══ EXCERPT ══

I know I promised samples (well, maybe not samples) of some stuff I'm working on at the moment but nothing is anywhere near the stage that I would want to parade it around in front of the scrutinizing eyes of the internet. Things are in motion.
I am preparing the big eBay Comic Purge of 2005 this weekend so hopefully I'll have it done by Sunday.
Meg and I rented a wack of films for the weekend and we've watched a few already. Here are some mini reviews:
The Delicate Art of Parking
An hilarious Canadian Mockumentary that acts as an insider's look at parking enforcement in Vancouver. It stars a few folks from Corner Gas and that kid who played "the nerd" in every kids television show Canada produced between 1989 and 1996. Now he plays the filmmaker.
While it cannot hold a candle to that other Canadian Mockumentary that may or may not be the greatest film ever made (Hard Core Logo) it still kicks all kinds of ass. Somewhere in the rambling hilarity of the film's beginning a story is introduced and you begin to care about these characters. Good stuff.
It was the acting that drove this one.

═══
══ SOURCE MATERIAL ══

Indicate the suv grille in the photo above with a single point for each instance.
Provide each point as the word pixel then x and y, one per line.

═══

◆ **DIRECTIONS FOR THIS TASK**:
Decide whether each statement agrees with the blog excerpt. Answer yes or no, and quote the words from the excerpt that settle it.
1. The Delicate Art of Parking looks at parking enforcement in Vancouver.
2. The writer ranks The Delicate Art of Parking above Hard Core Logo.
3. The eBay Comic Purge was already finished before the weekend.

◆ **OUTPUT**:
1. Yes: "an insider's look at parking enforcement in Vancouver"
2. No: "it cannot hold a candle to that other Canadian Mockumentary that may or may not be the greatest film ever made (Hard Core Logo)"
3. No: "I am preparing the big eBay Comic Purge of 2005 this weekend so hopefully I'll have it done by Sunday"